Reproduce the data in its entirety, exactly as supplied.

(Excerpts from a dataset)
━━━

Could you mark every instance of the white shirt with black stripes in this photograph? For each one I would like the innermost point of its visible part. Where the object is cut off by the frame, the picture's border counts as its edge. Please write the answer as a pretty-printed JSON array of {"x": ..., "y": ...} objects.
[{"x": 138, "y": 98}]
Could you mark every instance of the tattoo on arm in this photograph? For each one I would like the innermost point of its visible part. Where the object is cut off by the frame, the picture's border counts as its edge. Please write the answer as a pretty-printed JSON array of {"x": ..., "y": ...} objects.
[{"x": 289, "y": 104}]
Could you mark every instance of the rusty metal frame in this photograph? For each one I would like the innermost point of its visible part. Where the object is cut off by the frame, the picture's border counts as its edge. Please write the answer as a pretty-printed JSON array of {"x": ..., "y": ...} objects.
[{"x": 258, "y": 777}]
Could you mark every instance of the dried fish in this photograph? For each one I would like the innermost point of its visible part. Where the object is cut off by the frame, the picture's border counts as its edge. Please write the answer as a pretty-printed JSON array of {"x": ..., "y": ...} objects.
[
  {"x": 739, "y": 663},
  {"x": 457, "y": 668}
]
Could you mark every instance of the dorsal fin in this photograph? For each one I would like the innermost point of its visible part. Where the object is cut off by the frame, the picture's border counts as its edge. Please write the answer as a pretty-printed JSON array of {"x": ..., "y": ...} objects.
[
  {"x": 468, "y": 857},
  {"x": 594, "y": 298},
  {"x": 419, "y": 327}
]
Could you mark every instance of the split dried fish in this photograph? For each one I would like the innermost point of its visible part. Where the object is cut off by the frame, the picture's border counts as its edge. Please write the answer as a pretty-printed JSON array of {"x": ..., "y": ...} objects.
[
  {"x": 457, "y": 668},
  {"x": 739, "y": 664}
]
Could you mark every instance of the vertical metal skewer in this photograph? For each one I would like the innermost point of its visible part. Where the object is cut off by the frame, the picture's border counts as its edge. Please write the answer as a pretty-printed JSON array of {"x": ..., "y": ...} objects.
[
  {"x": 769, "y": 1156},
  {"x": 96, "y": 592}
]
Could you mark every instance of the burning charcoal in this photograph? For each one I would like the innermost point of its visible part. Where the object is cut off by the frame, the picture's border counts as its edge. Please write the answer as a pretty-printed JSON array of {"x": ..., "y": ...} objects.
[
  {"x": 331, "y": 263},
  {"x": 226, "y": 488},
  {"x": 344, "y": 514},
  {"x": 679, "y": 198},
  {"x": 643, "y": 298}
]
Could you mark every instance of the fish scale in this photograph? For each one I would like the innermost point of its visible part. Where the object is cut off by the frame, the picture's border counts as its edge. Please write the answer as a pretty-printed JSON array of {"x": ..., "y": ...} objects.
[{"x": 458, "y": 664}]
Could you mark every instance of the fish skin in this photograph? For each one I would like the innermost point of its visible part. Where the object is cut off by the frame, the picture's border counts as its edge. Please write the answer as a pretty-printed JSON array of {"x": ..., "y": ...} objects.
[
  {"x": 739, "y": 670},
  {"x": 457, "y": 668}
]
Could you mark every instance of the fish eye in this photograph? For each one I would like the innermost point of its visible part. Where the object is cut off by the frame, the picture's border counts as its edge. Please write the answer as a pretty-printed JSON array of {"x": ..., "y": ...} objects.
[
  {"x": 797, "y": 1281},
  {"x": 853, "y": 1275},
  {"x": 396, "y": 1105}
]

━━━

REPLY:
Could you mark every instance of the white shirt with black stripes in this photograph? For each one I would like the innermost point of its visible part. Where the object is cut off by the frame, the picture's border counts as its edge. Please write the answer as a pretty-printed JSON array of {"x": ..., "y": ...} objects.
[{"x": 138, "y": 98}]
Could you mark every instance of the tattoo on arm in this photograph? For each one I would like the innermost point of its visible part. Where the object is cut off by the frame, the picture's border counts as its edge. Please write the answer as a pretty-printed JSON array of {"x": ..., "y": ...} objects.
[{"x": 289, "y": 104}]
Could you mark every instance of the rusty metal frame in this photograph? For each one I would like the innermost point of its visible part. Where the object is cut off by the frame, the picture's border counts as its edge. Please write the answer as a pretty-printed JSON array of {"x": ..., "y": ...} objects.
[{"x": 258, "y": 777}]
Could you mark every instance of the dried fish in this photograph? For each one I would like the innermost point of its visible part. Where the object is cut off by the frame, the picture's border counts as its edge. Please write the answer as a pretty-printed JSON array of {"x": ..., "y": ...} objects.
[
  {"x": 739, "y": 663},
  {"x": 457, "y": 668}
]
Could you mark every instance of the dorsal fin in this photograph? For each one I would like the innermost point of its visible part. Where the object is cut off by the frame, the picture's border counts as its edge. Please write the answer as a pretty-printed JSON array of {"x": ..., "y": ...} objects.
[
  {"x": 468, "y": 857},
  {"x": 594, "y": 298},
  {"x": 419, "y": 327}
]
Could you mark every instance of the split dried fish in this photograph? For each one I would like the innermost point of its visible part. Where the object is cut off by the frame, the picture's border counts as its edge. Please write the answer as a pretty-printed JSON array of {"x": ..., "y": ...} objects.
[
  {"x": 457, "y": 668},
  {"x": 739, "y": 664}
]
Could you mark every instance of the vertical metal skewer in this photograph? For each one I would like the innermost point of its visible part. Where the object is cut off by the frame, the picture's border counts as its edge. Please write the answer as a pretty-printed JSON array of {"x": ..., "y": ...} objects.
[
  {"x": 769, "y": 1156},
  {"x": 96, "y": 592}
]
Could you mark every instance of the burning charcoal in this photograph? For each one I would like the innermost point of its visible part. Where the object is cut off by the frame, the picture's border counts as its edge. Please write the answer as a pretty-printed JSON array of {"x": ..., "y": ...} objects.
[
  {"x": 331, "y": 263},
  {"x": 226, "y": 488},
  {"x": 344, "y": 514},
  {"x": 679, "y": 198},
  {"x": 643, "y": 298}
]
Could you mark every instance of the fish scale in this photograph? For each one I would like the innermost point of its visible part. Where the object is cut off by the frame, the picture's border counts as its edge. Please write the answer as a pretty-printed JSON array of {"x": ..., "y": ...} objects.
[{"x": 458, "y": 664}]
Could you mark every instance of the fish skin in this photograph? For each one I would like the innermost point of its visible part. Where the object is cut off by the frame, the picture's border counts as its edge. Please write the answer as a pretty-printed JSON array of {"x": ..., "y": ...} objects.
[
  {"x": 739, "y": 670},
  {"x": 457, "y": 668}
]
Could you mark every instance of the fish eye in this photograph? For each one I would like the innermost point of its visible part. Where the object is cut off by the frame, the picture's border counts as its edge. Please write the answer as a pretty-printed JSON array of {"x": ..., "y": ...} objects.
[
  {"x": 797, "y": 1281},
  {"x": 853, "y": 1275},
  {"x": 396, "y": 1105}
]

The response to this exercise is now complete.